The release date for Kobolds and Catacombs is right around the corner, and it’s time to take a closer look at three of the new legendaries from the upcoming Hearthstone expansion: Twig of the World Tree, Sonya Shadowdancer and King Togwaggle.
New Druid Legendary: Twig of the World Tree
Twig of the World Tree is a four mana 1/5 Druid Weapon. The card text reads “Deathrattle: Gain 10 mana crystals.” Obviously this effect is extremely powerful, but you’re going to have to play around with it a bit to make it work. If you just play the card and attack every turn, the effect will go off on turn eight, and that doesn’t quite justify your initial four mana investment. But if you can double Innervate it out, you’ll get ten mana crystals on turn six. Still, that’s not exactly worth it, since you use three cards to do this, and you have to actually survive until turn six.
But there are definitely ways to combine Twig of the World Tree with other cards. All you have to do to destroy it is equip another weapon. Unfortunately, Druid has no other weapons, so this is a bit tricky. The best way to get around this is by adding Blingtron to your deck. As luck would have it, Blingtron is a five mana card, which means you can curve perfectly into this two card combo. Turn four Twig, turn five Blingtron. Getting ten mana on turn five is pretty damn nice, in case you were wondering.
The best part about Druid’s new legendary is that when Twig of the World Tree’s Deathrattle goes off, your mana is totally refreshed, and that means you can play two big cards in one turn. For example, if you play Medivh, it kills off the Twig and you’ll gain 10 mana, and you can play another ten mana card immediately. The ability to bring out multiple high-cost cards in a single turn is this card’s saving grace. In most scenarios, Twig of the World Tree isn’t great, but the potential combos allows it to stray into the realm of “interesting.” At the very least, we can expect plenty of amusing montages to come out of this card.

GIVEN INFORMATION:
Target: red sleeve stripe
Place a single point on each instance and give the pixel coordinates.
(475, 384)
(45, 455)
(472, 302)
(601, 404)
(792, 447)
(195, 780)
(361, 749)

SET OF TASKS:
• A. For the text on the Kobolds and Catacombs legendaries, say whether each statement agrees with it. Answer yes or no for each, and quote the words that decide it. (i) Twig of the World Tree costs four mana. (ii) Druid has other weapons that can be used to destroy the Twig. (iii) Blingtron is a six mana card.
• B. In the text on the Kobolds and Catacombs legendaries, why is using double Innervate to get ten mana crystals on turn six still not really worth it? Answer in one to three sentences.
• C. Continue the text on the Kobolds and Catacombs legendaries, starting after its last sentence.
The data isn't needed for anything here.

EXPECTED RESPONSES:
• A.
(i) Yes: "Twig of the World Tree is a four mana 1/5 Druid Weapon."
(ii) No: "Unfortunately, Druid has no other weapons, so this is a bit tricky."
(iii) No: "Blingtron is a five mana card, which means you can curve perfectly into this two card combo."

• B. It isn't really worth it because you spend three cards to pull it off. You also have to survive until turn six.

• C.
New Rogue Legendary: Sonya Shadowdancer
Sonya Shadowdancer is a three mana 2/2 Rogue minion. The card text reads: “After a friendly minion dies, add a 1/1 copy of it to your hand. It costs (1).”
This is the best Rogue card ever printed. And Sonya Shadowdancer has one of the strongest abilities–on any card–that we’ve ever seen in Hearthstone. The fact that it synergizes perfectly with Rogue only makes it stronger. In fact, I can’t think of a single Rogue deck that wouldn’t want to run this card.
To prove this point, let’s take a quick look at the current Rogue decks. With Tempo Rogue, you could use Sonya’s ability on any of the following minions and be happy: Fire Fly, Swashburgler, Prince Keleseth (utterly ridiculous), Edwin VanCleef, SI:7 Agent, Vilsepin Slayer (crazy), Bonemare (haha). I’m skipping a couple other notable mentions here, but it’s fairly obvious that nearly every card in a Tempo Rogue deck works well with Sonya Shadowdancer. Pirate Rogue offers most of the same options as Tempo Rogue, and so does Miracle Rogue, although the latter also includes Auctioneer, Questing Adventurer, Xaril, and Bloodmage Thalnos.
You get the idea.
What makes Sonya Shadowdancer insane is that you can play the card on your turn and instantly make use of her ability through trading. Once Sonya is in the game, every player’s goal against Rogue will be to keep their board clear at all times. Once Kobolds and Catacombs comes out, the default strategy against Rogue will mostly involve leaving good-but-not-amazing minions on your opponent’s board to bait out Sonya. And if you’re able to deal with her, you can play a normal game of Hearthstone. She’s going to change absolutely everything about the Rogue matchup, and Sonya Shadowdancer is one of the best Hearthstone cards printed in a long time.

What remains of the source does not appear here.